- **Exercise tasks**:
[1] Answer these questions from the article about the IDF rabbi in Japan:
(a) In which city did Mansbach arrive with the IDF's aid delegation?
(b) Where was the office he left to go to Japan?
(c) How many members did the delegation have?
[2] Copy the part of the article about the IDF rabbi in Japan from "Israel IDF aid" to "plane – destination: Japan." word for word.

- **Given text**:
────

Channels

Israel IDF aid delegation. Japan
Photo: IDF Spokesperson's Unit
Tsunami aftermath. Miyagi district
Photo: AP

IDF mission plans Japanese-style Seder

Erecting an Eruv on ruins of Tsunami-hit city, driving eight hours to get challah for Shabbat, while helping in IDF clinic and providing spiritual support – all in a day's work for Lieutenant Tzvi Yehuda Mansbach

When Tzvi Yehuda Mansbach took his officers course and became an Israel Defense Forces rabbi, he never imagined that one day he would be providing religious services for dozens of soldiers at the ends of the earth. But then the earth shook and Mansbach, the Home Front Command's Central District rabbi left his office in Zrifin and got on a plane – destination: Japan.

 

Early last week he arrived in the city of Minamisanriku with the IDF's aid delegation and since then he's busy dealing with issues like kashruth, prayers, tefilin, Shabbat and Passover.

 

Talking to Ynet from the ruins of the Miyagi District city just before his first Shabbat with the delegation, Lieutenant Rabbi Mansbach first offers words of calming assurance: "The locals won't feel any difference between our activities on Shabbat and during the week."

 

According to Mansbach, the Halacha allows the Israeli forces to break the Shabbat laws in order to save lives – even if those involved aren't Jewish and from that perspective, the IDF is in operational activity mode just as if the soldiers were in Israel carrying out operational activities.


Officer, rabbi, medic - Rabbi Mansbach (Photo: IDF Spokesman)

 

"Of course you break the Shabbat laws to save non-Jews", he goes on to quote the Halacha which states that in order to keep the peace – the laws can be broken to save lives. "This is for the benefit of strengthening relations with Japan, participating with them in their time of need and showing solidarity with the Japanese people."

 

The rabbi says that you can't but be astonished at the scope and power of the disaster – "a whole city was just erased, there aren't even ruins" – yet even when chaos reigns, he doesn't ignore the need for an 'Eruv' (enables the carrying of objects out of doors on the Jewish Sabbath). Last Wednesday Mansbach was hard at work constructing the partitions, poles and lengths of string that would allow the Israeli team to carry objects throughout the area during Shabbat.

 

'Mission comes first'

He then had an eight hour trip to look forward to – to the closest kosher bakery (and back) to buy challah for Shabbat. So what did the team have to look forward to for Shabbat? The 60 delegation members, half of which were medical teams, were told where they could carry objects and equipment, supplied with a special Shabbat meal and allocated time to get ready for the holy day.

────

- **Excerpted records**:

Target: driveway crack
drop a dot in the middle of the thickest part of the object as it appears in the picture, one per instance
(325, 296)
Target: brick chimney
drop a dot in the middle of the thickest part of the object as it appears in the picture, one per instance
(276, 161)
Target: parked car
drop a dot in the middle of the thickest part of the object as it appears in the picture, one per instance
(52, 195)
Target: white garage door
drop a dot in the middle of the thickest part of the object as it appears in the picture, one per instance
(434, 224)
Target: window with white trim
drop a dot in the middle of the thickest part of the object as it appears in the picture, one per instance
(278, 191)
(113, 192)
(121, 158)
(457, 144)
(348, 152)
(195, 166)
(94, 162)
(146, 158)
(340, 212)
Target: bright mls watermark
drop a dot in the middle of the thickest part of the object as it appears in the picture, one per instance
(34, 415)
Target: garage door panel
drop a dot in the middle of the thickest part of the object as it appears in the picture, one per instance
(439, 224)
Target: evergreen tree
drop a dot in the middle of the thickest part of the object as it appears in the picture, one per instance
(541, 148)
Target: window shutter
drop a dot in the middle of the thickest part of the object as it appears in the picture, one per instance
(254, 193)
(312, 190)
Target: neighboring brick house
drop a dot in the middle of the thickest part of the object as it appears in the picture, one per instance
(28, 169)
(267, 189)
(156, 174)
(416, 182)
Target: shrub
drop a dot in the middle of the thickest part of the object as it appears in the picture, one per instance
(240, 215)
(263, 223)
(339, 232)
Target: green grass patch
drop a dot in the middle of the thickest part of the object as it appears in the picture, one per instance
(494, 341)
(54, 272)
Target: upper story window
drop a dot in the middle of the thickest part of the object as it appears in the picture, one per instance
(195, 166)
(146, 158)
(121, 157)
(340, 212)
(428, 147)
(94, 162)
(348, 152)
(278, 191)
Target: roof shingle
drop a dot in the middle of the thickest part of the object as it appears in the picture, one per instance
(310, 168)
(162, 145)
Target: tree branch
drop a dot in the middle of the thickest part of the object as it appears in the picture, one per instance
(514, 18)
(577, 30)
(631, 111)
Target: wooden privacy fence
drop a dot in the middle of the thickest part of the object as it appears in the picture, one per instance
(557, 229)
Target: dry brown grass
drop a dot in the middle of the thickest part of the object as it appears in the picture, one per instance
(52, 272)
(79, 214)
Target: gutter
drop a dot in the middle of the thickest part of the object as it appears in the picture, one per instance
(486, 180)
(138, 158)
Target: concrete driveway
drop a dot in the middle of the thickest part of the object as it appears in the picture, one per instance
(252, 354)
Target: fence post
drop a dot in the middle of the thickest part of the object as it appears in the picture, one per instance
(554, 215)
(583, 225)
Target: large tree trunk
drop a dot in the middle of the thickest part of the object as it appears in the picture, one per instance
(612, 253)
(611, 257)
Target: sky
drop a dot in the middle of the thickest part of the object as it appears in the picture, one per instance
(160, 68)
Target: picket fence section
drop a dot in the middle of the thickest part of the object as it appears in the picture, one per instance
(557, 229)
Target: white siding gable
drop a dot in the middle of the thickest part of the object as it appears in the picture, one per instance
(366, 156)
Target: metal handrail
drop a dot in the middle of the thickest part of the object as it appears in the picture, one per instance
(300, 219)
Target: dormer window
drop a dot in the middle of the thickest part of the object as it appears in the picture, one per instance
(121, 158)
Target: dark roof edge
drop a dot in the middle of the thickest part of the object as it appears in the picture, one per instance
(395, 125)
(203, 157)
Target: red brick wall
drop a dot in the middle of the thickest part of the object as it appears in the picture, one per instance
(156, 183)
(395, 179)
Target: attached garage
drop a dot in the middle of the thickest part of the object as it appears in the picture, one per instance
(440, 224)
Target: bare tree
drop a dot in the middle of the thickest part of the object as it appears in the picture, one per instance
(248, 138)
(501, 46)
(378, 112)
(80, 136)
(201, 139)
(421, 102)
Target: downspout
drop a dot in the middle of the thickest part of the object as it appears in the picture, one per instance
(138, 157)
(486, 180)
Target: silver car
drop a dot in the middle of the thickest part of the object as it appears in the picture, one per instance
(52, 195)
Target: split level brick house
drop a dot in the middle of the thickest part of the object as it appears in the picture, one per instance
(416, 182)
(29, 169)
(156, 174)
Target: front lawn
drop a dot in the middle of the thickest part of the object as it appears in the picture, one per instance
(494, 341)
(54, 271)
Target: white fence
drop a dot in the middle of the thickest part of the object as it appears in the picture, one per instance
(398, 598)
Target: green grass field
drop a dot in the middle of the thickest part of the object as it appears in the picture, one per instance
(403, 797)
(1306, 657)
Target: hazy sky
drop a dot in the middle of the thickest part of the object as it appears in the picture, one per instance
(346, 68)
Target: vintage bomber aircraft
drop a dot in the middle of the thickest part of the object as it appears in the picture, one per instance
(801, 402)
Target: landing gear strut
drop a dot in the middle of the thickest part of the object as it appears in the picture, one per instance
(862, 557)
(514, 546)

────

- **Outputs by task**:
[1]
(a) Minamisanriku
(b) Zrifin
(c) 60

[2]
Israel IDF aid delegation. Japan
Photo: IDF Spokesperson's Unit
Tsunami aftermath. Miyagi district
Photo: AP

IDF mission plans Japanese-style Seder

Erecting an Eruv on ruins of Tsunami-hit city, driving eight hours to get challah for Shabbat, while helping in IDF clinic and providing spiritual support – all in a day's work for Lieutenant Tzvi Yehuda Mansbach

When Tzvi Yehuda Mansbach took his officers course and became an Israel Defense Forces rabbi, he never imagined that one day he would be providing religious services for dozens of soldiers at the ends of the earth. But then the earth shook and Mansbach, the Home Front Command's Central District rabbi left his office in Zrifin and got on a plane – destination: Japan.